■ Problem set
1) In the SAML authentication overview, what role does the user who configures the Control Hub organization hold?
2) From the SAML authentication overview, list in order the steps the organization administrator takes with the SAML configuration after logging in.
3) Write a continuation of the SAML authentication overview, picking up after its final line.

SAML Authentication Overview

The StreamSets platform supports single sign-on (SSO) authentication with SAML 2.0 with selected identity providers (IdPs).

Enabling SAML authentication involves registering StreamSets as a service provider in one of the supported IdPs and configuring SAML authentication for your Control Hub organization.

To configure a supported IdP, you upload the StreamSets SAML metadata file or manually configure the required StreamSets properties in the IdP. You can optionally upload the service provider certificate that StreamSets generates for your organization to the IdP, based on whether you want to sign SAML requests or have SAML response assertions encrypted. You also configure the SAML attributes that the IdP passes to StreamSets.

To configure the Control Hub organization, a user with the Organization Administrator role logs in to StreamSets using local or public identity provider authentication. The organization administrator sets up a draft SAML configuration for the organization. After testing the draft SAML configuration, the organization administrator publishes the configuration to production and then enables the configuration to activate it.

Once SAML authentication is enabled, all organization users must log in using SAML authentication. StreamSets supports both identity provider initiated (IdP-initiated) logins and service provider initiated (SP-initiated) logins.

After enabling SAML authentication, you can optionally configure the provisioning of user accounts from the IdP to StreamSets.

Supported Identity Providers

StreamSets supports the following SAML identity providers:
  • Microsoft Active Directory Federation Services (AD FS) - tested on Windows Server 2019
  • Microsoft Entra ID (previously known as Azure AD)

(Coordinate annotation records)
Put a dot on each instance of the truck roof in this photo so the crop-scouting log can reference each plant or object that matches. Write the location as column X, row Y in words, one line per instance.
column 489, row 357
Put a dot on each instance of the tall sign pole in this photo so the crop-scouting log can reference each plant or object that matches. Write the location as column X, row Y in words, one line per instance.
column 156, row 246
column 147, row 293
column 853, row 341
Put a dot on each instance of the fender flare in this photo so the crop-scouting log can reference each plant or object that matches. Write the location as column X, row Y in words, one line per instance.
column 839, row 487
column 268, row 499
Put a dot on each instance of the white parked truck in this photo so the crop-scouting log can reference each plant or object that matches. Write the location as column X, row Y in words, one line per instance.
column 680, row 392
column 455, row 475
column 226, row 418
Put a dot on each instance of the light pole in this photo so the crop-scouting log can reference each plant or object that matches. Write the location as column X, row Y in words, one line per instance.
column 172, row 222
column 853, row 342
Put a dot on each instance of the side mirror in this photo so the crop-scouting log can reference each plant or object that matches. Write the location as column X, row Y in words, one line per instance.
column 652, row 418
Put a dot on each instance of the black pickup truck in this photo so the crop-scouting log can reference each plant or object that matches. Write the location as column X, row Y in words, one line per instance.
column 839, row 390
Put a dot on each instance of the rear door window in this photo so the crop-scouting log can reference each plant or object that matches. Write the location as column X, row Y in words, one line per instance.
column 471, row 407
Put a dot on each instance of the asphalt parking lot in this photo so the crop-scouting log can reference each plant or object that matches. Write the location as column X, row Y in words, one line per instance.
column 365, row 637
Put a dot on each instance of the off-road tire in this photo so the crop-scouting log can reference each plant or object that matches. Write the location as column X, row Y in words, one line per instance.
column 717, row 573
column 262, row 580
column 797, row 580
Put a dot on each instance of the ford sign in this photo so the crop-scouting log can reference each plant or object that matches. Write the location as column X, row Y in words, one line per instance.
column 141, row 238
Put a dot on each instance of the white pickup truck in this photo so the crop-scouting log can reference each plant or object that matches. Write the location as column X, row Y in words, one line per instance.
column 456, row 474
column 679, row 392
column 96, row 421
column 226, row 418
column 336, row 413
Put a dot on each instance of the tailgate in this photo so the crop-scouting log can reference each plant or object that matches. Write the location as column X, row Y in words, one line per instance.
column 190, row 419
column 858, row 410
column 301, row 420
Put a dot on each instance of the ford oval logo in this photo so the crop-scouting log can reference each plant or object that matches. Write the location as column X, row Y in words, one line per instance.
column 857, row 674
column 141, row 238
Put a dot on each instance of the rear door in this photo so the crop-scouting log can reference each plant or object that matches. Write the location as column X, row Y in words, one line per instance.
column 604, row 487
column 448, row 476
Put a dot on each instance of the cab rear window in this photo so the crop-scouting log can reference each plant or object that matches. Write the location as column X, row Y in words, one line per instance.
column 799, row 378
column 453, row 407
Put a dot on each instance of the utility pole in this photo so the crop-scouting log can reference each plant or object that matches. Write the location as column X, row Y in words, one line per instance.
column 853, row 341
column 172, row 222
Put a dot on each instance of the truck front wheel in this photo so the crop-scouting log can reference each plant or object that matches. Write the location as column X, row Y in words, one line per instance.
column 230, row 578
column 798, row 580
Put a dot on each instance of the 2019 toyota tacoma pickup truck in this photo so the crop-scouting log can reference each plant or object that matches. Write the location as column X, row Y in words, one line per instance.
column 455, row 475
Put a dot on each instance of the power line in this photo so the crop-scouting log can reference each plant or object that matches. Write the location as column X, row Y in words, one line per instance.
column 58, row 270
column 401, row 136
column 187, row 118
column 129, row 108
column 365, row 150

■ Answers per task
1) The Organization Administrator role.

2)
1. Sets up a draft SAML configuration for the organization.
2. Tests the draft SAML configuration.
3. Publishes the configuration to production.
4. Enables the configuration to activate it.

3)
  • Okta
  • PingFederate

IdP and SP-initiated Logins

StreamSets supports both identity provider initiated (IdP-initiated) logins and service provider initiated (SP-initiated) logins. A user with the Organization Administrator role can optionally disable SP-initiated logins.

IdP-initiated Logins

For IdP-initiated logins, users log in to the IdP login page or dashboard, and then click an icon to log in to StreamSets. The IdP authenticates the user, and then sends a SAML AuthnResponse message to the StreamSets Assertion Consumer Service (ACS) endpoint.

For example, if using Okta as the IdP, you log in to Okta and click the StreamSets app integration icon from your Okta dashboard, as follows:

SP-initiated Logins

For SP-initiated logins, users log in directly to StreamSets. StreamSets initiates authentication requests by sending SAML AuthnRequest messages to the IdP SSO endpoint. After the IdP authenticates the user's identity, the user is logged into StreamSets.

By default, SP-initiated logins are enabled for each Control Hub organization. The organization administrator can disable SP-initiated logins, requiring IdP-initiated logins.

For example, when SP-initiated logins are enabled for your organization, you can log in using the Sign in with SSO SAML button in the StreamSets platform log in page, as follows:

Service Provider Certificates

StreamSets generates a unique service provider certificate for your organization.

Upload the certificate to your IdP for the following reasons:
  • When you want StreamSets to sign SAML requests for SP-initiated logins.

    Requires that SP-initiated logins are enabled for your Control Hub organization.

  • When you want the IdP to encrypt SAML response assertions.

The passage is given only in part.